TEXT SECTION:
━━━

Re: xor operator (DEPRECATED) [ In reply to ]

python-list at python

Nov 13, 2023, 10:19 PM

Post #29 of 34 (244 views)

Permalink

Thank you, I have spent a fair bit of time on these and found optimal solutions (at least I think so), but they are still multiple times slower than python builtin function.

I am currently out of ideas, maybe will dig something out in time.

> On 14 Nov 2023, at 07:23, Thomas Passin via Python-list <python-list@python.org> wrote:
>
> On 11/13/2023 11:44 PM, AVI GROSS via Python-list wrote:
>> Dom,
>> I hear you.
>> As you say, writing your own extension in something like C++ may not appeal to you even if it is faster.
>> I was wondering if using a generator or something similar in R might make sense.
>> I mean what happens if you write a function that includes a "yield" or two and does a part of what you want. It maintains some internal state between invocations. So you can call it once to setup things then call it repeatedly to keep processing the next item. You stop calling it when you get a result you want, such as that it has seen what you want N times.
>> Since the code stays in memory, it may effectively run faster than some other kinds of functions calls. It can keep things in internal storage such as not just how many N you want but how many it has seen.

━━━

ITEMS:

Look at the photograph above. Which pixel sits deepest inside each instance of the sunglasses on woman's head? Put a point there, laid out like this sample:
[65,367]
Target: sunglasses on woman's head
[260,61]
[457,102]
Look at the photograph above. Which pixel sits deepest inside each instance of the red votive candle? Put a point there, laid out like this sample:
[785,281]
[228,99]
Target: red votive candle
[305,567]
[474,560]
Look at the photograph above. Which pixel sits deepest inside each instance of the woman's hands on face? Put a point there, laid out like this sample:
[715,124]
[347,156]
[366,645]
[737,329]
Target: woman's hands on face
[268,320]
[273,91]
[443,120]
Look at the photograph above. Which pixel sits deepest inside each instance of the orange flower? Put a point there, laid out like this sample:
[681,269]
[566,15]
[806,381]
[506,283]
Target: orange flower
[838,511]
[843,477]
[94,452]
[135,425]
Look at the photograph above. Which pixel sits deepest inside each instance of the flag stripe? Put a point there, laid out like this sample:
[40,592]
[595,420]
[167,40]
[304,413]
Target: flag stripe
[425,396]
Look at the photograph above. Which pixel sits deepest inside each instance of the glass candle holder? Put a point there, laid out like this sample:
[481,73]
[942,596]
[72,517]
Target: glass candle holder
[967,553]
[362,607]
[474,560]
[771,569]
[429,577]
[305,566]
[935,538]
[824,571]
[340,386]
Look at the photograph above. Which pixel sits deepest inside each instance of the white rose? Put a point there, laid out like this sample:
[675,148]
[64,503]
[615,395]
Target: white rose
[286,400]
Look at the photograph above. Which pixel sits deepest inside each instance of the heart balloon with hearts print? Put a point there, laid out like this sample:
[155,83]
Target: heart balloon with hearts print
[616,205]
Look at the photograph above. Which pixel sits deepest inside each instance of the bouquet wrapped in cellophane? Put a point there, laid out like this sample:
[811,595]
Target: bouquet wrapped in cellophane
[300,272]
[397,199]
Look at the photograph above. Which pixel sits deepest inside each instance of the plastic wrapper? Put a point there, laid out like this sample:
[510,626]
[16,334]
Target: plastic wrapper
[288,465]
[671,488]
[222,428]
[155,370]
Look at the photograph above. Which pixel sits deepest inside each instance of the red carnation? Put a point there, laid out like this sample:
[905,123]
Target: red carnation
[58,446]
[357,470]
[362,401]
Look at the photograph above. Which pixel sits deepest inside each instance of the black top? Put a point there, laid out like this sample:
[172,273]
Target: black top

━━━

TO DO: According to the forum post, how do the author's solutions compare in speed with the Python builtin function?

FINAL RESULT: They are still multiple times slower than the Python builtin function.